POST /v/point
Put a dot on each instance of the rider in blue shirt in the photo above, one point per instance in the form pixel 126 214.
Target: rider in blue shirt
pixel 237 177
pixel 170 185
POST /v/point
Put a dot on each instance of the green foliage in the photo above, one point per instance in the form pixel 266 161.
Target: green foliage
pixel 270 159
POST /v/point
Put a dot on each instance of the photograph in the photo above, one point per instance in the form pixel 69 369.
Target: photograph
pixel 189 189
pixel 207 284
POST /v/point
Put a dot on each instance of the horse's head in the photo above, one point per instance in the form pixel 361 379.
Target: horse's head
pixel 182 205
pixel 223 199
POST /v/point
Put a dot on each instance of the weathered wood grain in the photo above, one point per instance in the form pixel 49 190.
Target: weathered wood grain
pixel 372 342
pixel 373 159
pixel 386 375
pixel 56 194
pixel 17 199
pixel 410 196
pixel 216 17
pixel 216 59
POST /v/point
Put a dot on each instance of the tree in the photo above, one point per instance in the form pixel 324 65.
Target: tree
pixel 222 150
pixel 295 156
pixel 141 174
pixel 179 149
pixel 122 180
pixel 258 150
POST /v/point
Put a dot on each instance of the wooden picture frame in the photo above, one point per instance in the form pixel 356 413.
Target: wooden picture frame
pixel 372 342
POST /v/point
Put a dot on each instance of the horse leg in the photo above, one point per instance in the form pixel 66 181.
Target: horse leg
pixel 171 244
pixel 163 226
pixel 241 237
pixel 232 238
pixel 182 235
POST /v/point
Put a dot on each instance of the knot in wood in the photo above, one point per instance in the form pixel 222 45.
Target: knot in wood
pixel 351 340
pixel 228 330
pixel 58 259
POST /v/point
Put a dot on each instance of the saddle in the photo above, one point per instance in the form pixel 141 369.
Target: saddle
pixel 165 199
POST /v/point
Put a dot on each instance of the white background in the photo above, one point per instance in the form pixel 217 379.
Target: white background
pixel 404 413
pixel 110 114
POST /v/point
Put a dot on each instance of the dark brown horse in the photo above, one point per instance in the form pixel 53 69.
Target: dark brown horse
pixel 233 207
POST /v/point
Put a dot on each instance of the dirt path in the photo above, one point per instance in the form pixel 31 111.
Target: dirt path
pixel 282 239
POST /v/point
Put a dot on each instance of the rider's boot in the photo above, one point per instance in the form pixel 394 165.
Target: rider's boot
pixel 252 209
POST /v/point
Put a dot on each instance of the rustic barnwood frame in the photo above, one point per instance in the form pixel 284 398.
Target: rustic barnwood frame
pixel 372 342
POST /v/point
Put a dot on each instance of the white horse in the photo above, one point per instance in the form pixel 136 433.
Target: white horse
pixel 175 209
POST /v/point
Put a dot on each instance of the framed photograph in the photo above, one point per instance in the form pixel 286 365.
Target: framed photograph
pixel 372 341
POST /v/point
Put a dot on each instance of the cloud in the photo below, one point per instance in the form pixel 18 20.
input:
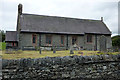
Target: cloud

# # # # # # #

> **Stated exercise**:
Convert the records above into a numbered list with one line per item, covering every record, skipping blank lines, and omitting the pictures.

> **The answer**:
1. POST /v/point
2. Put a dot on each instance of the rider in blue shirt in the photo above, one point per instance in the form pixel 126 214.
3. Target: rider in blue shirt
4. pixel 237 177
5. pixel 170 185
6. POST /v/point
7. Put a dot on each instance of the green foliage in the photo above, one point per instance in the form pixel 266 161.
8. Target: green foliage
9. pixel 270 159
10. POST /v/point
11. Put a dot on each instance of the photograph in the photo above, one point per instance in the form pixel 69 369.
12. Target: photograph
13. pixel 189 189
14. pixel 207 284
15. POST /v/point
16. Put a dot on each instance of the horse's head in the photo above, one point per instance in the form pixel 361 379.
17. Target: horse's head
18. pixel 182 205
19. pixel 223 199
20. POST /v/point
21. Put a dot on each instance of the weathered wood grain in the photo above, one point per instance in the form pixel 49 190.
22. Target: weathered wood grain
23. pixel 372 342
24. pixel 373 159
25. pixel 386 375
26. pixel 56 194
27. pixel 17 199
28. pixel 410 196
29. pixel 216 17
30. pixel 216 59
31. POST /v/point
32. Put a dot on each instance of the tree in the photo above, one point per instance in the form pixel 324 65.
33. Target: tree
34. pixel 222 150
35. pixel 295 156
36. pixel 141 174
37. pixel 179 149
38. pixel 122 180
39. pixel 258 150
40. POST /v/point
41. Put a dot on each instance of the wooden picture frame in the photo above, one point per instance in the form pixel 356 413.
42. Target: wooden picture frame
43. pixel 372 342
44. POST /v/point
45. Put a dot on each instance of the horse leg in the photo above, one point per instance in the form pixel 66 181.
46. Target: horse leg
47. pixel 171 244
48. pixel 163 226
49. pixel 241 237
50. pixel 232 238
51. pixel 182 235
52. POST /v/point
53. Put a dot on each instance of the knot in wood in the photo above, one point per instance in the form pixel 222 45.
54. Target: knot in wood
55. pixel 351 340
56. pixel 228 330
57. pixel 58 259
58. POST /v/point
59. Put a dot on each instance of the saddle in the photo above, one point per instance in the form pixel 141 369.
60. Target: saddle
61. pixel 165 199
62. POST /v/point
63. Put a dot on each instance of the white background in the photo above, one point per instance in the form pixel 217 379.
64. Target: white background
65. pixel 404 413
66. pixel 110 114
67. POST /v/point
68. Put a dot on each instance of the dark brown horse in the photo above, one point per instance in the form pixel 53 69.
69. Target: dark brown horse
70. pixel 233 207
71. POST /v/point
72. Put a dot on each instance of the dirt path in the photo above, one point per instance in the form pixel 31 111.
73. Target: dirt path
74. pixel 282 239
75. POST /v/point
76. Put a dot on each instance of the rider's boot in the photo above, one point per instance in the form pixel 394 165.
77. Target: rider's boot
78. pixel 252 209
79. POST /v/point
80. Put a dot on each instance of the rustic barnwood frame in the photo above, one point per instance in the form pixel 284 398.
81. Target: rustic barnwood frame
82. pixel 372 342
83. POST /v/point
84. Put a dot on each instance of the white horse in the photo above, one point per instance in the form pixel 136 433.
85. Target: white horse
86. pixel 175 209
87. POST /v/point
88. Put a dot on each instance of the framed photograph in the photo above, one point per instance in the form pixel 286 365.
89. Target: framed photograph
90. pixel 372 341
91. POST /v/point
92. Put a dot on each instance of the cloud in the photo below, one point per instance in the form pixel 18 20.
93. input:
94. Target: cloud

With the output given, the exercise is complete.